Task description: Locate the line containing "Q: Tag one point on each instance of the sun glow" in the data below. Reproduce it and every following line up to the end, exactly as given.

Data listing:
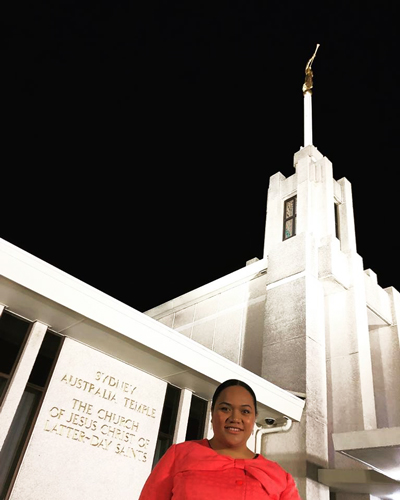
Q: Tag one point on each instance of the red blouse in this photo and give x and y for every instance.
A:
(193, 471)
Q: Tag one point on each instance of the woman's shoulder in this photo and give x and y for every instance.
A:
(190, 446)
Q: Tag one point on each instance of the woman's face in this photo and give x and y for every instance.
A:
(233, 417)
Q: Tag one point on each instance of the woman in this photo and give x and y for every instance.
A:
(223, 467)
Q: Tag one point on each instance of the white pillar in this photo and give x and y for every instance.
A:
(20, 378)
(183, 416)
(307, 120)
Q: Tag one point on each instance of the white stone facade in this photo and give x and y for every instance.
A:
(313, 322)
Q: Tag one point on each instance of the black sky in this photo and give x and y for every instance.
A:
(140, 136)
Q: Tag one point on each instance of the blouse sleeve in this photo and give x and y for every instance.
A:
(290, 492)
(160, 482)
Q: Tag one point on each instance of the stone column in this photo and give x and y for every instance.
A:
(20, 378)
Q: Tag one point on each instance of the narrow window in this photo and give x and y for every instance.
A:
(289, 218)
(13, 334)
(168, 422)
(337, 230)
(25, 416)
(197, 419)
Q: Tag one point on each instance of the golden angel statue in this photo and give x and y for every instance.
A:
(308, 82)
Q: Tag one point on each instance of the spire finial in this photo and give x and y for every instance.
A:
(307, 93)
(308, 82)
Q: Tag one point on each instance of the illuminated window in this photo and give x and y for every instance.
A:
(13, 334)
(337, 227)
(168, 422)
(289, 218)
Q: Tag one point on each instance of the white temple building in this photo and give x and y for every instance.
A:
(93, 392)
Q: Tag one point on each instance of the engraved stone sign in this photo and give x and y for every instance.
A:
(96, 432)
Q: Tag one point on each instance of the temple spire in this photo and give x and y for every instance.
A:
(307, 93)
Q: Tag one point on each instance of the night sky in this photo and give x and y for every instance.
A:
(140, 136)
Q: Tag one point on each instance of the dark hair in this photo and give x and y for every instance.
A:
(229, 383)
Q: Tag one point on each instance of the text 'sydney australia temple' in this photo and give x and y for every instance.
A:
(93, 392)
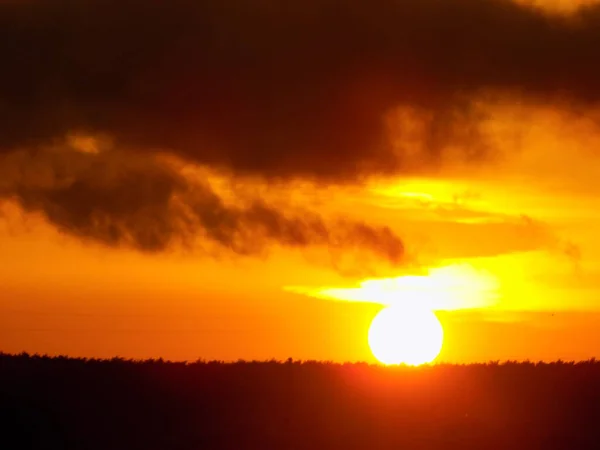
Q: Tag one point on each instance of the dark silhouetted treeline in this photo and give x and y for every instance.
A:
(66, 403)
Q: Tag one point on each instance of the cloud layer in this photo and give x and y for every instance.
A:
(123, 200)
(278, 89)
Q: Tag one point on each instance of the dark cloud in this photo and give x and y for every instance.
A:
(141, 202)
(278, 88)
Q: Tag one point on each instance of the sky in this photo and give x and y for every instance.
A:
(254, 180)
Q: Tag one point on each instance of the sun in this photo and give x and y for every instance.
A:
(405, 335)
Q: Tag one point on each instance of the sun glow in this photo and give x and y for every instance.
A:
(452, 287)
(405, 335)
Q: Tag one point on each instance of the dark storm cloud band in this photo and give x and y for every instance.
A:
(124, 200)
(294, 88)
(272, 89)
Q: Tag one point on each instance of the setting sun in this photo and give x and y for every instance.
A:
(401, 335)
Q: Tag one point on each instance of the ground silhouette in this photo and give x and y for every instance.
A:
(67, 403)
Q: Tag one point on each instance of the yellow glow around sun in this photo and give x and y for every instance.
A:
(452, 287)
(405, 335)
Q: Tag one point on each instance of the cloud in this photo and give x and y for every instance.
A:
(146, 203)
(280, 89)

Result for this task:
Q: Tag one point on each instance of the sun glow in this photo and give x and y for every instance.
A:
(452, 287)
(405, 335)
Q: Tag one point on each instance of the dark storm cloud band in this photo and give x and y for every instance.
A:
(124, 200)
(294, 88)
(272, 89)
Q: Tag one point on each instance of the setting sun in this photo and give x and y for every instance.
A:
(401, 335)
Q: Tag one point on each instance of the ground silhouette in this photo and give x and y for every instance.
A:
(67, 403)
Q: Tag one point on each instance of the yellow glow around sun in this photo and give x and y for every instance.
A:
(452, 287)
(405, 335)
Q: Tag one point on each instance of the cloud in this photo and give x and y for every instance.
A:
(146, 203)
(280, 89)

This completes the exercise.